Set task A:
Transcribe the passage of the Equity film article below word for word, starting at "Vice President Erin" and stopping after "a tech journalist.".

Quoted passage:
[Begin]

Equity is a 2016 American financial thriller film directed by Meera Menon, written by Amy Fox and starring Anna Gunn, James Purefoy, Sarah Megan Thomas, and Alysia Reiner.

The film premiered In Competition at the 2016 Sundance Film Festival on January 25, 2016. Shortly before its premiere, it was acquired for theatrical distribution by Sony Pictures Classics and was released in the United States on July 29, 2016 to positive critical reviews.

Plot
Naomi Bishop is a senior investment banker who deals with IPOs. After her latest project is undervalued she faces professional setbacks including clients losing confidence in her work. To bounce back she is hired to handle the IPO for Cachet, a privacy company with a social networking platform.

Around the same time Naomi bumps into Samantha Ryan, an old college classmate who now works as a federal prosecutor investigating white collar crime. Unbeknownst to Naomi, Samantha is investigating Naomi's on-again, off-again boyfriend Michael Connor, a broker at the same firm as Naomi who Samantha suspects is involved in insider trading. Michael tries to get information from Naomi about Cachet but fails.

While doing due diligence, Naomi learns from Marin, one of the coders, that Cachet is hackable. Despite having a nagging feeling that something is wrong, the numbers check out and Naomi continues to try to sell the shares of the company to investors. Michael, who has had no new insider trading tips to pass on to his friends at investment firm Titanite, tries unsuccessfully to hack into Naomi's phone.

Vice President Erin Manning, Naomi's assistant on the IPO, learns that Marin has been fired. To warn Naomi of this, she goes to Michael's home after not being able to reach Naomi and ends up leaking the information to him in the hope that he will be able to get her a promotion, something Naomi has been unable to do for her. Michael leaks the tips to his friends at Titanite and then sends the story to an old college roommate who is a tech journalist.

Naomi figures out that it was Erin who betrayed her, based on her having a green pen, the same type of pen that Michael uses. When the shares open, confidence is lost and the company loses a third of its value on the first day of trading.

Michael changes jobs to Titanite, neglecting to take Erin with him. Naomi is fired, while Erin assumes her position. Unable to crack the case from the outside, Samantha interviews for a high-paying corporate position, saying that she is in it for the money using words from a speech she heard Naomi give at an alumni event.

[End]

Data for the task:
[Begin]

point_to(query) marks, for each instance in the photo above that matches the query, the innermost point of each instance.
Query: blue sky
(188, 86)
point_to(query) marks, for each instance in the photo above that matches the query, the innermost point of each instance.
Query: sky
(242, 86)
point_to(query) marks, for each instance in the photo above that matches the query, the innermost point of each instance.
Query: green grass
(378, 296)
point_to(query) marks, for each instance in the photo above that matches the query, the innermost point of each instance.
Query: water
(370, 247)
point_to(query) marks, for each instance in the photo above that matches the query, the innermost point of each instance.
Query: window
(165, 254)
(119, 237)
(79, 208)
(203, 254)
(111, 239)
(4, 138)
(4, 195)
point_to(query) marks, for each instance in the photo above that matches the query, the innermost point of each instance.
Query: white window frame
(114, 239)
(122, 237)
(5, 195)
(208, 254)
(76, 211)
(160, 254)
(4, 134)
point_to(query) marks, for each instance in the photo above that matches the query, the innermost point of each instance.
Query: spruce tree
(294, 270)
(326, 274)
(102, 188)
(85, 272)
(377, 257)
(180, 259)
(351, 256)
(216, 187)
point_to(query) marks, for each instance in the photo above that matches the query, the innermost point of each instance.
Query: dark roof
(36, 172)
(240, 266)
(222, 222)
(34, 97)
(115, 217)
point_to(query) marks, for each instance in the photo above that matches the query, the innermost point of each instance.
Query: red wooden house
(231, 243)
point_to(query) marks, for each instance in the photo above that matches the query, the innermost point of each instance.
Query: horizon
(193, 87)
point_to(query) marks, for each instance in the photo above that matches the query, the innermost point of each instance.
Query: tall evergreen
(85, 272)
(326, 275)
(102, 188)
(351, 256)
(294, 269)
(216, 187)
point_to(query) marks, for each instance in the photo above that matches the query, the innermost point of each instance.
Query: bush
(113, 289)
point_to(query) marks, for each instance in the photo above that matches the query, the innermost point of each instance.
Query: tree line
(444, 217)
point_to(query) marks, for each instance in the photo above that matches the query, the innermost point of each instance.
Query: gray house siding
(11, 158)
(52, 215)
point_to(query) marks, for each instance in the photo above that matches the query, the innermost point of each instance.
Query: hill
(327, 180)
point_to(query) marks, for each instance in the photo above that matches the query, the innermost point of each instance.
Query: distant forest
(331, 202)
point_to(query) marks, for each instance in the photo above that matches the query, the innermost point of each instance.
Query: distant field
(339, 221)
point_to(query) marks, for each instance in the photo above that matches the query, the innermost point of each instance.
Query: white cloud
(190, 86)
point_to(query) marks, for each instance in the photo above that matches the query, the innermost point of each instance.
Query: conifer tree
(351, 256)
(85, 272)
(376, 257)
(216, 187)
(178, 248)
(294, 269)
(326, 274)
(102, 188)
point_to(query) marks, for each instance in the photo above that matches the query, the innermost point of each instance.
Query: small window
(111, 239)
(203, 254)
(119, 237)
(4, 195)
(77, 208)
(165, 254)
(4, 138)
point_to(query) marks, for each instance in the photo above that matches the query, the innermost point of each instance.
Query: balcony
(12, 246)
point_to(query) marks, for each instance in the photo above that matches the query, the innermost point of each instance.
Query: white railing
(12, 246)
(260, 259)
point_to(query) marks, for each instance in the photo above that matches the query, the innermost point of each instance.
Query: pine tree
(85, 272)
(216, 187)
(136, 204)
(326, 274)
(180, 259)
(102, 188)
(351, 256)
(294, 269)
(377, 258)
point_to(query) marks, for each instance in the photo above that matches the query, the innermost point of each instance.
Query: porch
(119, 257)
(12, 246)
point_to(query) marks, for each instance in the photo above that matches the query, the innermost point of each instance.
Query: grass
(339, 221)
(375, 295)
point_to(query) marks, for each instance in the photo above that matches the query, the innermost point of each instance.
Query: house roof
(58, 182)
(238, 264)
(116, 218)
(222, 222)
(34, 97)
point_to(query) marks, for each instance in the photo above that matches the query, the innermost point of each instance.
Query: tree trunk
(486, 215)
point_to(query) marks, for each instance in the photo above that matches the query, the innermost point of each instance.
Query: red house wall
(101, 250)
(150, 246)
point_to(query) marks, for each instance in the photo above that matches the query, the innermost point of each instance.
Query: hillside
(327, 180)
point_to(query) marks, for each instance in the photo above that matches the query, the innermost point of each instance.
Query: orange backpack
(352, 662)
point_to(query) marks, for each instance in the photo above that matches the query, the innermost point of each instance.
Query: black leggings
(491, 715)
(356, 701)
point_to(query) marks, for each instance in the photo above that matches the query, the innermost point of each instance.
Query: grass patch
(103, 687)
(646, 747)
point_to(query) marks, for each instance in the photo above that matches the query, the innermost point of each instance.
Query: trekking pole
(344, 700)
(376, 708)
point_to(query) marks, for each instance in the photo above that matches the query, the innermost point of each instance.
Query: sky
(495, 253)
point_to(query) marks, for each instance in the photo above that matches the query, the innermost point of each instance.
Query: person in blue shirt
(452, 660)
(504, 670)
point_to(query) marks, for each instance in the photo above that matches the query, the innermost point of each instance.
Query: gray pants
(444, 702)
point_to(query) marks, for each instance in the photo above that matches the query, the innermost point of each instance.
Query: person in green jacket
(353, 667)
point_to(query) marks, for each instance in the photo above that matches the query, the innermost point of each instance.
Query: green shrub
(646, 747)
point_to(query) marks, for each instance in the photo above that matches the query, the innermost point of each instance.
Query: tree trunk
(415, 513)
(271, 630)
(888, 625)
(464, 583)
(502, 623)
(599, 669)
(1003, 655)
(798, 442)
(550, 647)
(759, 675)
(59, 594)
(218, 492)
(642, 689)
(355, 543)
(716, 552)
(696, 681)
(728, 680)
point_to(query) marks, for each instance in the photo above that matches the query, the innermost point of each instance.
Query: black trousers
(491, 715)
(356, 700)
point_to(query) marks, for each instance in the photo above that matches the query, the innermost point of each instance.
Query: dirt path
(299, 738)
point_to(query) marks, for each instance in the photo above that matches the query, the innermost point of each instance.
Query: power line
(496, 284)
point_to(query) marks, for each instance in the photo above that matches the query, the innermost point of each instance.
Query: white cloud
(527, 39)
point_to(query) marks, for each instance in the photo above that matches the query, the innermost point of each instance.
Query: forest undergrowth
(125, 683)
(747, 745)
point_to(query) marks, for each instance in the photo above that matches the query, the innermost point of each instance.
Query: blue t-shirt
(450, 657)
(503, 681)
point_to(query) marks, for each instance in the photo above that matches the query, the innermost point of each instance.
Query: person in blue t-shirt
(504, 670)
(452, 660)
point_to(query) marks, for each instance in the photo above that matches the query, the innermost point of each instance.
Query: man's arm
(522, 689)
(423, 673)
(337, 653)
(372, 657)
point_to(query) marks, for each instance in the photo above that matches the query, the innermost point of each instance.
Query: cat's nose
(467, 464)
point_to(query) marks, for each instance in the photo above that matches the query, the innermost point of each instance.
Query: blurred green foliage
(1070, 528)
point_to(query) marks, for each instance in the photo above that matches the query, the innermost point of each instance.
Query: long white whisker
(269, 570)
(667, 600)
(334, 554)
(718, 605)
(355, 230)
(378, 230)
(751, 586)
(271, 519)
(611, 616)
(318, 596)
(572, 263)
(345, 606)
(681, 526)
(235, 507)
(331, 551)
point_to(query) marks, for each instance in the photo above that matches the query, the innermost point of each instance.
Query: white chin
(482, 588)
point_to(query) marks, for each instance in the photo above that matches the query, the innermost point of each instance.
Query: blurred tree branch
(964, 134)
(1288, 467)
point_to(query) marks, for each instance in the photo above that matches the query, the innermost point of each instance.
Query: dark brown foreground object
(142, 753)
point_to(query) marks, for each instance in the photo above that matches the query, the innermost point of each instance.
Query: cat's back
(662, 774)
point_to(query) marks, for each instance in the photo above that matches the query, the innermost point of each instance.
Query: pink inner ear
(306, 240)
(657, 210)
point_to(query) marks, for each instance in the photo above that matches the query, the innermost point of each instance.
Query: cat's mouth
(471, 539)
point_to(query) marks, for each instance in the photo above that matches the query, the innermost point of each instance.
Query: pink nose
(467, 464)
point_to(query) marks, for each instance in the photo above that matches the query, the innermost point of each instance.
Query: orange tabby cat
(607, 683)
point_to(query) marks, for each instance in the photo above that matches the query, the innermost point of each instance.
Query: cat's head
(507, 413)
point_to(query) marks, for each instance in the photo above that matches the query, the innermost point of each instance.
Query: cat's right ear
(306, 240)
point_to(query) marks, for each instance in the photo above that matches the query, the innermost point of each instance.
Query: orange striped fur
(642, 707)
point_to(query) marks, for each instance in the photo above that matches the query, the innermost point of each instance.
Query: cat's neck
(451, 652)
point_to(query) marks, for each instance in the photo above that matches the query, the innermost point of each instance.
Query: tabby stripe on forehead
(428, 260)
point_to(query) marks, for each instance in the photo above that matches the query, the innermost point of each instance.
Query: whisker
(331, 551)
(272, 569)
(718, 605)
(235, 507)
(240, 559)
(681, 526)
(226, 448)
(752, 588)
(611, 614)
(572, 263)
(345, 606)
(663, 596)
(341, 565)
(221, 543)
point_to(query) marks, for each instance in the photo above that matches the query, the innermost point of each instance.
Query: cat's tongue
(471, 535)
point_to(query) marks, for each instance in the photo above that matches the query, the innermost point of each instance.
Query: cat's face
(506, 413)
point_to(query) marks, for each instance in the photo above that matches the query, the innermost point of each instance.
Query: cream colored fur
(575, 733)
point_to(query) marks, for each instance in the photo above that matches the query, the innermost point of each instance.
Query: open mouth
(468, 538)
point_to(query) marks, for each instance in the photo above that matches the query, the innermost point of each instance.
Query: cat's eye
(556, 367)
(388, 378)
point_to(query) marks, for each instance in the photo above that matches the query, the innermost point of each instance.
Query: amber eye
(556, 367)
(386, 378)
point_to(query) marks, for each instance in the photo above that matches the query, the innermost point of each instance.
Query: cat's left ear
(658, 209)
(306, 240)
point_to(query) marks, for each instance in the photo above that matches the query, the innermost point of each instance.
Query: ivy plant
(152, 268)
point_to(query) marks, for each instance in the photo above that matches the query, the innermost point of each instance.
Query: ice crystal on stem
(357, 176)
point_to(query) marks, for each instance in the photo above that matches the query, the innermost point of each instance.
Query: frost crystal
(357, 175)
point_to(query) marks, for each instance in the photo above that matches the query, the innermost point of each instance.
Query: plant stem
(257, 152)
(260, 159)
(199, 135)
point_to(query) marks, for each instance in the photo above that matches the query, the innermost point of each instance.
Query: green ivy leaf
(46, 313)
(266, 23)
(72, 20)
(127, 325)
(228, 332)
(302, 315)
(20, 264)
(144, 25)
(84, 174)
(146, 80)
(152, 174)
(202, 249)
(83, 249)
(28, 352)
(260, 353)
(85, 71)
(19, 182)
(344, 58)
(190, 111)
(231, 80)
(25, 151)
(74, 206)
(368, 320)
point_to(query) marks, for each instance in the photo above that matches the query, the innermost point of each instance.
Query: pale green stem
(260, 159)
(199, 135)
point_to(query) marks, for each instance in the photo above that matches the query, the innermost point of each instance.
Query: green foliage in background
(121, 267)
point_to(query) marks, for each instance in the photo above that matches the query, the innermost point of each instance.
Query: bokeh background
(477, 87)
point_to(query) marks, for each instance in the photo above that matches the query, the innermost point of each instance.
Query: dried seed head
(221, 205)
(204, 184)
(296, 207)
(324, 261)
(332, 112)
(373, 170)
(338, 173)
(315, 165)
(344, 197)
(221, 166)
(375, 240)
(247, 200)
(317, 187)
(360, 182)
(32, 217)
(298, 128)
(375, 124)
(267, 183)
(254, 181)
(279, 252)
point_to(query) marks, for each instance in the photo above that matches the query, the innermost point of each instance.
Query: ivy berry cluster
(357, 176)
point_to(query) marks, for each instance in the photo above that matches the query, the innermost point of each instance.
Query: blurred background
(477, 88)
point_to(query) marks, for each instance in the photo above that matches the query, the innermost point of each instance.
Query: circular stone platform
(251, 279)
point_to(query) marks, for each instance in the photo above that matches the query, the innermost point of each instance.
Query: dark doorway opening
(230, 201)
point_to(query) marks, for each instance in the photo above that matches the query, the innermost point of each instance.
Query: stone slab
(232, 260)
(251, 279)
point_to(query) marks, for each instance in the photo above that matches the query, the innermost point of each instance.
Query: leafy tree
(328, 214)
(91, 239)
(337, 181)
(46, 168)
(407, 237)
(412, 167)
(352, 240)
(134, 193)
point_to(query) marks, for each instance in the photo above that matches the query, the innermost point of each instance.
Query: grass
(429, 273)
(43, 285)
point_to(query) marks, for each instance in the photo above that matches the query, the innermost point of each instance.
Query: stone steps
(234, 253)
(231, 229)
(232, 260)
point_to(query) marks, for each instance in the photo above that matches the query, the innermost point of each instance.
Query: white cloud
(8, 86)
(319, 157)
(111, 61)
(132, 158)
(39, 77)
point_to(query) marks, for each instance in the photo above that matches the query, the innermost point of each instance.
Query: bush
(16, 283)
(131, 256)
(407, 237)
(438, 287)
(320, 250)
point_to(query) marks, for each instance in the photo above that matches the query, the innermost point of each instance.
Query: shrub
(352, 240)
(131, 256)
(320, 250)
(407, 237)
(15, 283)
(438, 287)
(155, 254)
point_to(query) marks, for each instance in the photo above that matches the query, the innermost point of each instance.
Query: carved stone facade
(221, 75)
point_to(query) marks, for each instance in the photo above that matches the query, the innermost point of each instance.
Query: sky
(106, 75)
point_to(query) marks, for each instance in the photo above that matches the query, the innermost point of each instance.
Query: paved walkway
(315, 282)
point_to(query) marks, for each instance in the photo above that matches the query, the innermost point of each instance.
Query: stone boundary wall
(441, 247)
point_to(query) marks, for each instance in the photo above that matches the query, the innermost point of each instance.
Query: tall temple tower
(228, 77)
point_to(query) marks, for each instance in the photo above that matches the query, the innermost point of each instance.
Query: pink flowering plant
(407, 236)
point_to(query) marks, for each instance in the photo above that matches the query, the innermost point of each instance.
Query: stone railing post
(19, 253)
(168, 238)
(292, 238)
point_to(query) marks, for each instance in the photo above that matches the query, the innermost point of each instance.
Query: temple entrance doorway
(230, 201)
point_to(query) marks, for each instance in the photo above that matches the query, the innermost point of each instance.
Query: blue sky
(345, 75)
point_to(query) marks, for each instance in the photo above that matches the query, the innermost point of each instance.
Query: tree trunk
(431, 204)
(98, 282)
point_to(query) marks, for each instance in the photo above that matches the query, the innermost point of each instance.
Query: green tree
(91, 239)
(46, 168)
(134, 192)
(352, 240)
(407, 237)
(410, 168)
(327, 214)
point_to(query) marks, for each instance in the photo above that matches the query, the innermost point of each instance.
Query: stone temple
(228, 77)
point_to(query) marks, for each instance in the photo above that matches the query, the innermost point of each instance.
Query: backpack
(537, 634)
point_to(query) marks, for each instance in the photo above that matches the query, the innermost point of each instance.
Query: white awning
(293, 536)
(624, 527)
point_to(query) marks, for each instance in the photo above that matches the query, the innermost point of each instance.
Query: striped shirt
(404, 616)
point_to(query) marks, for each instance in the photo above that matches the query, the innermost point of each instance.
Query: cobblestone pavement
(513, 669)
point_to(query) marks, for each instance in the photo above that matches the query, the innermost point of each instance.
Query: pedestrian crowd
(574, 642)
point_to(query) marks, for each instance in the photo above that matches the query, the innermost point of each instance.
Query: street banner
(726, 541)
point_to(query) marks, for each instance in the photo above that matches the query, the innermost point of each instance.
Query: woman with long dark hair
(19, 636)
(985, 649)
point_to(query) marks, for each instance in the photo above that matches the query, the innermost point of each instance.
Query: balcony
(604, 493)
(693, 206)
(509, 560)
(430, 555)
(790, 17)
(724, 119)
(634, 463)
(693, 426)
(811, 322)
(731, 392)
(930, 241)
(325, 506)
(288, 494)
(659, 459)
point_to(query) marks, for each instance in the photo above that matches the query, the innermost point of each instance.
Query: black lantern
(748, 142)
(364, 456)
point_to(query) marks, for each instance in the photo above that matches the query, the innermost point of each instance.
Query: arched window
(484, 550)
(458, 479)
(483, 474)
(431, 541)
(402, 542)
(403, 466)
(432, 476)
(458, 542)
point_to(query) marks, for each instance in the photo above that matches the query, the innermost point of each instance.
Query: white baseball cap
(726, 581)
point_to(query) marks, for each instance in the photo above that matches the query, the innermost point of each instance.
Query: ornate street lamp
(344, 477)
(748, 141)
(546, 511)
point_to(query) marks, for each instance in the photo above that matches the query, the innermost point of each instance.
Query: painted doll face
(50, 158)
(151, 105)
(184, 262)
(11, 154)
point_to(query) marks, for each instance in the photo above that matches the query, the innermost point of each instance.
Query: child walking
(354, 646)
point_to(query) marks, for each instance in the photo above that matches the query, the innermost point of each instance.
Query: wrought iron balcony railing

[End]

Set task B:
Pick out every row above that contains the string "long", and copy each one in full.

Answer A:
Vice President Erin Manning, Naomi's assistant on the IPO, learns that Marin has been fired. To warn Naomi of this, she goes to Michael's home after not being able to reach Naomi and ends up leaking the information to him in the hope that he will be able to get her a promotion, something Naomi has been unable to do for her. Michael leaks the tips to his friends at Titanite and then sends the story to an old college roommate who is a tech journalist.

Answer B:
Query: long white whisker
Query: woman with long dark hair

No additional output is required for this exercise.